__What is expected__.
Turn every line of the records below into a numbered list, leaving out the blank lines.

__Extracted information__.

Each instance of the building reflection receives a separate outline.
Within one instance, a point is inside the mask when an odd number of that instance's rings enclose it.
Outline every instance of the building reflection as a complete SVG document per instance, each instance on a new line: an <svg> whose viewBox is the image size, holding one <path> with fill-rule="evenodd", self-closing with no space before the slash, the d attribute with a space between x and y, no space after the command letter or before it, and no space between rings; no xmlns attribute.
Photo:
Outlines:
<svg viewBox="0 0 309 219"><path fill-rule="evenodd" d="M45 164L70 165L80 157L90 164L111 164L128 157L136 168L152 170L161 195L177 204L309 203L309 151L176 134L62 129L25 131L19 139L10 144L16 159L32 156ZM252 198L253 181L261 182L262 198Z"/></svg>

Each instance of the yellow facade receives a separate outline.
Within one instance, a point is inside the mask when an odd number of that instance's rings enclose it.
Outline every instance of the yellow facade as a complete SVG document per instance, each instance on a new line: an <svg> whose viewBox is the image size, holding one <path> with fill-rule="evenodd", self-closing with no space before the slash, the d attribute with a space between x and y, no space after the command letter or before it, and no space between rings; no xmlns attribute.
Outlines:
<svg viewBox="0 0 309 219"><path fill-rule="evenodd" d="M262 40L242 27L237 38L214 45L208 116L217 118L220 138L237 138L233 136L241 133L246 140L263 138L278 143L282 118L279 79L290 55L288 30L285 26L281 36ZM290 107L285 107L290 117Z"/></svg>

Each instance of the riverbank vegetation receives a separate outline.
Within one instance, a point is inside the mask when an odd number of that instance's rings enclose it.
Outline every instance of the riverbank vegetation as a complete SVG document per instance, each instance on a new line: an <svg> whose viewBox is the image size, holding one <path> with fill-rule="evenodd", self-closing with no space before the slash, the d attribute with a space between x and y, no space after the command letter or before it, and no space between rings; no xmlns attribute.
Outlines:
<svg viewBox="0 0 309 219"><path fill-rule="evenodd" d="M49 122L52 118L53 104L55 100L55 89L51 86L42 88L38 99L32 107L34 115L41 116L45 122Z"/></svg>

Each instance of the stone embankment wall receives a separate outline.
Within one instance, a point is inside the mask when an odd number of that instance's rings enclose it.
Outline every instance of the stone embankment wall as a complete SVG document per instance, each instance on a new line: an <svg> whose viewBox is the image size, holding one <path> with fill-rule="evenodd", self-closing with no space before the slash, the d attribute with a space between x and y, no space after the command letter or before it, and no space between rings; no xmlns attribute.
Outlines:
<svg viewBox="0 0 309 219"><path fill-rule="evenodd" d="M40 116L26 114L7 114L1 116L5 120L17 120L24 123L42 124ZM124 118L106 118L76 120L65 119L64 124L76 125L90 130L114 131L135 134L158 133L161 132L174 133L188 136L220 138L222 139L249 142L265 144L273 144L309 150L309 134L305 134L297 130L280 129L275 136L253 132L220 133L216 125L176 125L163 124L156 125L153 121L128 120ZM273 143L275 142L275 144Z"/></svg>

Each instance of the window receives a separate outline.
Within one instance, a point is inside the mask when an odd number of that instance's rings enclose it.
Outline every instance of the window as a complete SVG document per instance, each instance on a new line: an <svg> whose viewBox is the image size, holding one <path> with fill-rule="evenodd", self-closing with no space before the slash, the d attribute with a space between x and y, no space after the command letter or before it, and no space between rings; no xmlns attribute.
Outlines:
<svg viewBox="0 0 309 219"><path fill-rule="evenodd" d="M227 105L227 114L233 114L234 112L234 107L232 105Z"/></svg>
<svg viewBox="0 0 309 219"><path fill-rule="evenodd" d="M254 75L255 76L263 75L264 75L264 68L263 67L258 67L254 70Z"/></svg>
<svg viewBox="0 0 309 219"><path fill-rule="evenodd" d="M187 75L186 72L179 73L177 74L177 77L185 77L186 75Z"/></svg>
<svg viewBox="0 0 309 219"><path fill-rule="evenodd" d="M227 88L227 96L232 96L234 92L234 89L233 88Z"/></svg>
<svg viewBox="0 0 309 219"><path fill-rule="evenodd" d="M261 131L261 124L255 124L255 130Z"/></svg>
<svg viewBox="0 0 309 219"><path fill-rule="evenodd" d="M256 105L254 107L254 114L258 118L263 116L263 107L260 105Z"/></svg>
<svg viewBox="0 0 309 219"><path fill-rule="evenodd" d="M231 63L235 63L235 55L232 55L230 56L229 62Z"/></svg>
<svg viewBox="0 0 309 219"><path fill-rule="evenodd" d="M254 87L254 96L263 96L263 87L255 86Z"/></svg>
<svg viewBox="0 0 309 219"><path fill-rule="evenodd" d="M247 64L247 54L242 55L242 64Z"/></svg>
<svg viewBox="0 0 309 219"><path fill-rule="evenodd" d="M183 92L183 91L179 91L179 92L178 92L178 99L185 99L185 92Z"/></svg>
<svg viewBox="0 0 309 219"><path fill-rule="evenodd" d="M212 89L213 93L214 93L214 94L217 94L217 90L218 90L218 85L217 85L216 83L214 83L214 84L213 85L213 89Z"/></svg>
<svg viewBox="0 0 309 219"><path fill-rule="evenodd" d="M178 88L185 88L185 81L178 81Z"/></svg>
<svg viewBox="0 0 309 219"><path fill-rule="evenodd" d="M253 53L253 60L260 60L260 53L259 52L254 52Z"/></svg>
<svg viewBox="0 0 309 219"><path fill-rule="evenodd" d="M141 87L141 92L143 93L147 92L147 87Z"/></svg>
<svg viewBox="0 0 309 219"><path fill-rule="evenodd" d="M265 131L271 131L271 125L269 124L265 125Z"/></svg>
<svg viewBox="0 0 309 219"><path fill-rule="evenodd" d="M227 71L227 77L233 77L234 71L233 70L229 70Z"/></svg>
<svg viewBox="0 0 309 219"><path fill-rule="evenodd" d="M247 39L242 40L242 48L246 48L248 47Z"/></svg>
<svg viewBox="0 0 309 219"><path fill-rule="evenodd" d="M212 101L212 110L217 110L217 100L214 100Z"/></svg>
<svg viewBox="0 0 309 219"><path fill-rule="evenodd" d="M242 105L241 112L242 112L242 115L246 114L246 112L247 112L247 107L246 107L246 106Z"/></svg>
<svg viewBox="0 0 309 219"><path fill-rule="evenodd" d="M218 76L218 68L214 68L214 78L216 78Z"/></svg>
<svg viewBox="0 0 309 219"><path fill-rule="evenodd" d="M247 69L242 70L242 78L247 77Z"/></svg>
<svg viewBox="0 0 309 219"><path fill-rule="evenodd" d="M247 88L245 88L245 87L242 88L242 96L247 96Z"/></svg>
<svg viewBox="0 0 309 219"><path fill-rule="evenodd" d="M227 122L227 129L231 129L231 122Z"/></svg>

__Response for this exercise__.
1. Each instance of the building reflection receives a separate outline.
2. Within one instance, a point is inside the mask when an odd number of that instance's rings enclose it.
3. Outline every instance of the building reflection as a complete SVG document per instance, each instance on a new line: an <svg> whose viewBox is the image size, holding one <path> with fill-rule="evenodd", self-closing with no space before the slash, the d attribute with a space between x and y, no space after the command letter or before it, and no space between rings; no xmlns attribute.
4. Photo:
5. Outlines:
6. <svg viewBox="0 0 309 219"><path fill-rule="evenodd" d="M45 164L70 165L80 157L90 164L111 164L128 157L136 168L152 170L161 195L177 204L309 203L309 151L176 134L62 129L25 131L19 139L10 144L16 159L32 156ZM252 198L253 181L261 182L262 198Z"/></svg>
7. Each instance of the yellow facade receives a separate outline.
8. Within one instance, a point is inside the mask when an odd number of that instance's rings enclose it.
9. Outline every instance of the yellow facade as a complete SVG document per instance, each instance on a new line: an <svg> whose viewBox is the image size, holding one <path> with fill-rule="evenodd", self-closing with no space before the slash, the d attribute with a space between x and y, no space after the command letter or before it, and no space between rings; no xmlns attribute.
10. Outlines:
11. <svg viewBox="0 0 309 219"><path fill-rule="evenodd" d="M262 40L242 27L237 38L214 45L208 116L217 118L220 138L237 138L233 136L241 133L246 140L263 138L278 143L282 118L279 79L290 55L288 30L285 26L281 36ZM290 107L285 107L290 117Z"/></svg>
12. Each instance of the riverbank vegetation receives a separate outline.
13. Within one instance, a point is inside the mask when an odd number of that instance's rings enclose it.
14. Outline every instance of the riverbank vegetation as a complete SVG document per instance, each instance on a new line: an <svg> whose viewBox is the image size, holding one <path> with fill-rule="evenodd", self-closing with no space before the slash, the d attribute with a space between x and y, no space after the command letter or before it, and no space between rings; no xmlns attribute.
15. Outlines:
16. <svg viewBox="0 0 309 219"><path fill-rule="evenodd" d="M49 122L52 118L53 104L55 100L55 89L51 86L42 88L38 99L32 107L34 115L41 116L45 122Z"/></svg>
17. Each instance of the stone embankment wall receives a separate outline.
18. Within one instance, a point is inside the mask when an odd number of that instance's rings enclose it.
19. Outline every instance of the stone embankment wall as a complete SVG document per instance, each instance on a new line: an <svg> whose viewBox is the image size, holding one <path> with fill-rule="evenodd", self-closing with no space before the slash, the d attribute with a space between x and y, no space after the command letter or before it, and no space between rings; no xmlns attribute.
20. Outlines:
21. <svg viewBox="0 0 309 219"><path fill-rule="evenodd" d="M40 116L26 114L7 114L1 116L5 120L17 120L24 123L42 124ZM124 118L106 118L76 120L65 119L64 124L76 125L90 130L114 131L135 134L158 133L161 132L174 133L188 136L220 138L222 139L249 142L265 144L273 144L309 150L309 134L305 134L297 130L280 129L275 136L253 132L220 133L216 125L176 125L163 124L156 125L153 121L128 120ZM273 143L275 142L275 144Z"/></svg>
22. Each instance of the window receives a separate outline.
23. Within one instance, a point is inside the mask when an odd number of that instance's rings enclose it.
24. Outline every instance of the window as a complete SVG document per instance, each instance on a new line: an <svg> whose viewBox is the image size, holding one <path> with fill-rule="evenodd", self-closing with no space before the slash, the d attribute with a space between x and y, no space after the command letter or before it, and no space between rings; no xmlns attribute.
25. Outlines:
26. <svg viewBox="0 0 309 219"><path fill-rule="evenodd" d="M227 105L227 114L233 114L234 112L234 107L232 105Z"/></svg>
27. <svg viewBox="0 0 309 219"><path fill-rule="evenodd" d="M254 75L255 76L263 75L264 75L264 68L263 67L258 67L254 70Z"/></svg>
28. <svg viewBox="0 0 309 219"><path fill-rule="evenodd" d="M187 75L186 72L179 73L177 74L177 77L185 77L186 75Z"/></svg>
29. <svg viewBox="0 0 309 219"><path fill-rule="evenodd" d="M227 88L227 96L232 96L234 92L234 89L233 88Z"/></svg>
30. <svg viewBox="0 0 309 219"><path fill-rule="evenodd" d="M261 131L261 124L255 124L255 130Z"/></svg>
31. <svg viewBox="0 0 309 219"><path fill-rule="evenodd" d="M256 105L254 107L254 114L258 118L263 116L263 107L260 105Z"/></svg>
32. <svg viewBox="0 0 309 219"><path fill-rule="evenodd" d="M231 63L235 63L235 55L232 55L230 56L229 62Z"/></svg>
33. <svg viewBox="0 0 309 219"><path fill-rule="evenodd" d="M254 87L254 96L263 96L263 87L255 86Z"/></svg>
34. <svg viewBox="0 0 309 219"><path fill-rule="evenodd" d="M247 64L247 54L242 55L242 64Z"/></svg>
35. <svg viewBox="0 0 309 219"><path fill-rule="evenodd" d="M183 92L183 91L179 91L179 92L178 92L178 99L185 99L185 92Z"/></svg>
36. <svg viewBox="0 0 309 219"><path fill-rule="evenodd" d="M212 89L213 93L214 93L214 94L217 94L217 90L218 90L218 85L217 85L216 83L214 83L214 84L213 85L213 89Z"/></svg>
37. <svg viewBox="0 0 309 219"><path fill-rule="evenodd" d="M178 88L185 88L185 81L178 81Z"/></svg>
38. <svg viewBox="0 0 309 219"><path fill-rule="evenodd" d="M253 53L253 60L260 60L260 53L259 52L254 52Z"/></svg>
39. <svg viewBox="0 0 309 219"><path fill-rule="evenodd" d="M141 87L141 92L143 93L147 92L147 87Z"/></svg>
40. <svg viewBox="0 0 309 219"><path fill-rule="evenodd" d="M265 131L271 131L271 125L269 124L265 125Z"/></svg>
41. <svg viewBox="0 0 309 219"><path fill-rule="evenodd" d="M227 71L227 77L233 77L234 71L233 70L229 70Z"/></svg>
42. <svg viewBox="0 0 309 219"><path fill-rule="evenodd" d="M247 39L242 40L242 48L246 48L248 47Z"/></svg>
43. <svg viewBox="0 0 309 219"><path fill-rule="evenodd" d="M212 101L212 110L217 110L217 100L214 100Z"/></svg>
44. <svg viewBox="0 0 309 219"><path fill-rule="evenodd" d="M242 105L241 112L242 112L242 115L246 114L246 112L247 112L247 107L246 107L246 106Z"/></svg>
45. <svg viewBox="0 0 309 219"><path fill-rule="evenodd" d="M218 76L218 68L214 68L214 78L216 78Z"/></svg>
46. <svg viewBox="0 0 309 219"><path fill-rule="evenodd" d="M247 69L242 70L242 78L247 77Z"/></svg>
47. <svg viewBox="0 0 309 219"><path fill-rule="evenodd" d="M247 88L245 88L245 87L242 88L242 96L247 96Z"/></svg>
48. <svg viewBox="0 0 309 219"><path fill-rule="evenodd" d="M227 122L227 129L231 129L231 122Z"/></svg>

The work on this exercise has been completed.